**Written tasks**
(A) Answer each question about the email:
(i) Which address on the Cc line has a cavium.com domain?
(ii) At what time and on what date did Sean O. Stalley write the message that the email replies to?
(iii) What does the quoted text say natural alignment of BAR Equivalent resources is, instead of required?
(B) Rewrite the email from "From: Alex Williamson" up to and including "Message-ID: <1452806092.14628.110.camel@redhat.com> (raw)", changing "Enhanced Allocation" to "Extended Allocation".

**Document**
++++++++++++++++++++

From: Alex Williamson <alex.williamson@redhat.com>
To: "Sean O. Stalley" <sean.stalley@intel.com>
Cc: bhelgaas@google.com, linux-pci@vger.kernel.org, david.daney@cavium.com
Subject: Re: [RFC PATCH] pci: Identify Enhanced Allocation (EA) BAR Equivalent resources
Date: Thu, 14 Jan 2016 14:14:52 -0700 [thread overview]
Message-ID: <1452806092.14628.110.camel@redhat.com> (raw)
In-Reply-To: <20160114202347.GB3381@sean.stalley.intel.com>
On Thu, 2016-01-14 at 12:23 -0800, Sean O. Stalley wrote:
> On Thu, Jan 14, 2016 at 12:16:02PM -0700, Alex Williamson wrote:
> > On Thu, 2016-01-14 at 10:34 -0800, Sean O. Stalley wrote:
> > > On Thu, Jan 14, 2016 at 10:26:56AM -0700, Alex Williamson wrote:
> > > > We've done a pretty good job of abstracting EA from drivers, but
> > > > there
> > > > are some properties of BAR Equivalent resources that don't really
> > > > jive
> > > > with traditional PCI BARs. In particular, natural alignment is
> > > > only
> > > > encouraged, not required.

++++++++++++++++++++

[Dataset records]

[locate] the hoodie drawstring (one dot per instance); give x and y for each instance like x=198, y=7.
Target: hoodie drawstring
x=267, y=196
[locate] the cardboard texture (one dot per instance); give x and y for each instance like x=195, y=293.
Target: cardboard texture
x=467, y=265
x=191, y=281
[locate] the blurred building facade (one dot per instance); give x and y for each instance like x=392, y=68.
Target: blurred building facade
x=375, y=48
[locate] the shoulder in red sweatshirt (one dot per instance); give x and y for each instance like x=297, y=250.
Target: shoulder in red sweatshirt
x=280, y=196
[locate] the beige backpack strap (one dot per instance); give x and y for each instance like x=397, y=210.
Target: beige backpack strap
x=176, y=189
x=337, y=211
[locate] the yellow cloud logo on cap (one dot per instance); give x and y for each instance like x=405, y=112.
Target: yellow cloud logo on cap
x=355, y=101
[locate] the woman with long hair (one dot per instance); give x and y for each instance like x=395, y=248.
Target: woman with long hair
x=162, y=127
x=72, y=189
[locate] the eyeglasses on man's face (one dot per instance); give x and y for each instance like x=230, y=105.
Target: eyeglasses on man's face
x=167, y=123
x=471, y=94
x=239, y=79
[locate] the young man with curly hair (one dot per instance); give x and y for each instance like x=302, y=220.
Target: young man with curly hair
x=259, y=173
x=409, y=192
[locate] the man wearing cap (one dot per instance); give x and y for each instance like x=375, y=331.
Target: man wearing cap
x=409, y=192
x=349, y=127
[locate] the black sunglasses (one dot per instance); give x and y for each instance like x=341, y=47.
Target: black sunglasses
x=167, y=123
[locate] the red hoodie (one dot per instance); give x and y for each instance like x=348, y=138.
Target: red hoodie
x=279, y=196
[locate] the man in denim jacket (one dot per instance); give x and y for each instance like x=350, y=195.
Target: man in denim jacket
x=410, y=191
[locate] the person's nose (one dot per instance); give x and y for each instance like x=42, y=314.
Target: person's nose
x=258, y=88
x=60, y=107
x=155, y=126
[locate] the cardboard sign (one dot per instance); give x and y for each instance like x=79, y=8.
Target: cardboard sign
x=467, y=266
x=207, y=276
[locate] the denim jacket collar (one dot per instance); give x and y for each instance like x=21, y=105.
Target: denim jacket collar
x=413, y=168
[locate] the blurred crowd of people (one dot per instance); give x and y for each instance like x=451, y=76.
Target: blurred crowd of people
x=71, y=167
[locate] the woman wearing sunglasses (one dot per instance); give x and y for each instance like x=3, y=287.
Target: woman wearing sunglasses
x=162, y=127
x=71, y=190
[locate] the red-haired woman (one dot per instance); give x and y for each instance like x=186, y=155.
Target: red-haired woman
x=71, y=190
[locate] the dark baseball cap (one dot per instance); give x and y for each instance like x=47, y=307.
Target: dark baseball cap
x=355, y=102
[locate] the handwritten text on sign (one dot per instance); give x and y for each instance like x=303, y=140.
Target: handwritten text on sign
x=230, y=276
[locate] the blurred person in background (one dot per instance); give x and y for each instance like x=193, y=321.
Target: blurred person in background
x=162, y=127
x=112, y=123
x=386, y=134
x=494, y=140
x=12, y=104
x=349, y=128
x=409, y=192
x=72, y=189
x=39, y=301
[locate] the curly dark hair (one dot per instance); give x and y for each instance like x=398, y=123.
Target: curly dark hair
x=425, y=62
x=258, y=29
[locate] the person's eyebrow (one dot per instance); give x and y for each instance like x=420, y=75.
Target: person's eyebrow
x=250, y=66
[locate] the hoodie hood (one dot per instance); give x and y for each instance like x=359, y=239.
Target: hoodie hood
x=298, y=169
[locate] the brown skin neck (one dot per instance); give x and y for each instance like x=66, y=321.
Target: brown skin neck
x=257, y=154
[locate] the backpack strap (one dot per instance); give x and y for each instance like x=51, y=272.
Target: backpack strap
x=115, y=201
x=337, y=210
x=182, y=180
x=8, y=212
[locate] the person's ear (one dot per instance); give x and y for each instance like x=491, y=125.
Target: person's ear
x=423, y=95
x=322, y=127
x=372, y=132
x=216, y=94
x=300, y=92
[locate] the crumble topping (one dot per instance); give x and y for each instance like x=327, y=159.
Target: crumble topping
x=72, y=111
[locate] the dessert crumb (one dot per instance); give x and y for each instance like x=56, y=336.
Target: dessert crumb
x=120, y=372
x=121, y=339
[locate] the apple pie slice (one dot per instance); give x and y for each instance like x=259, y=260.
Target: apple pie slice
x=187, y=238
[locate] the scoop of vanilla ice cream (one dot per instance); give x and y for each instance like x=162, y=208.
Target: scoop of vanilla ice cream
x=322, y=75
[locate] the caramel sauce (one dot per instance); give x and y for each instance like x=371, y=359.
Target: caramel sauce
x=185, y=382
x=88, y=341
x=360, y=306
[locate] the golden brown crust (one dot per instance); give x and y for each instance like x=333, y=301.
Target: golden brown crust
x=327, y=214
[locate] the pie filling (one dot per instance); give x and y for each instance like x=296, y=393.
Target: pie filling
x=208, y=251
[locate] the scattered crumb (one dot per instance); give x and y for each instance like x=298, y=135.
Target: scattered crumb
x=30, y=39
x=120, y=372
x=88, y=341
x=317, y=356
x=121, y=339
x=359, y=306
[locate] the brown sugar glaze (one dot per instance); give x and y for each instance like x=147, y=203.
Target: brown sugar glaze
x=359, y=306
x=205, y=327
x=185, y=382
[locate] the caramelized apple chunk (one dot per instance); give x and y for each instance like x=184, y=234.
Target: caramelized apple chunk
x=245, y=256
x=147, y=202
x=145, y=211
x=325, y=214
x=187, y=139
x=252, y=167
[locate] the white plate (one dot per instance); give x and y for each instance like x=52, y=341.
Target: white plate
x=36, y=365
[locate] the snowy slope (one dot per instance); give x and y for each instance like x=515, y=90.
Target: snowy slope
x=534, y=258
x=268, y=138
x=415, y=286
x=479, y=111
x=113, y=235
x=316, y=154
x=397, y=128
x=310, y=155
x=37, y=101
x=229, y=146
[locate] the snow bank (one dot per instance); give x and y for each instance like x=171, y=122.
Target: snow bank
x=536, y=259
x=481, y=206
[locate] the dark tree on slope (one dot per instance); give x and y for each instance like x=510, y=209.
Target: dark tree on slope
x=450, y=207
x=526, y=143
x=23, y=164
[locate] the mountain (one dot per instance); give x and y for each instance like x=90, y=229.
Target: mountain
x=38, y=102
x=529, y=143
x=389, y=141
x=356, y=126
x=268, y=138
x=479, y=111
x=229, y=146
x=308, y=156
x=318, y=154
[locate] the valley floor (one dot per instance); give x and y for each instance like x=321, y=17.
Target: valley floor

++++++++++++++++++++

**Solutions below**
(A)
(i) david.daney@cavium.com
(ii) 12:23 (-0800) on Thursday, 2016-01-14
(iii) Only encouraged

(B)
From: Alex Williamson <alex.williamson@redhat.com>
To: "Sean O. Stalley" <sean.stalley@intel.com>
Cc: bhelgaas@google.com, linux-pci@vger.kernel.org, david.daney@cavium.com
Subject: Re: [RFC PATCH] pci: Identify Extended Allocation (EA) BAR Equivalent resources
Date: Thu, 14 Jan 2016 14:14:52 -0700 [thread overview]
Message-ID: <1452806092.14628.110.camel@redhat.com> (raw)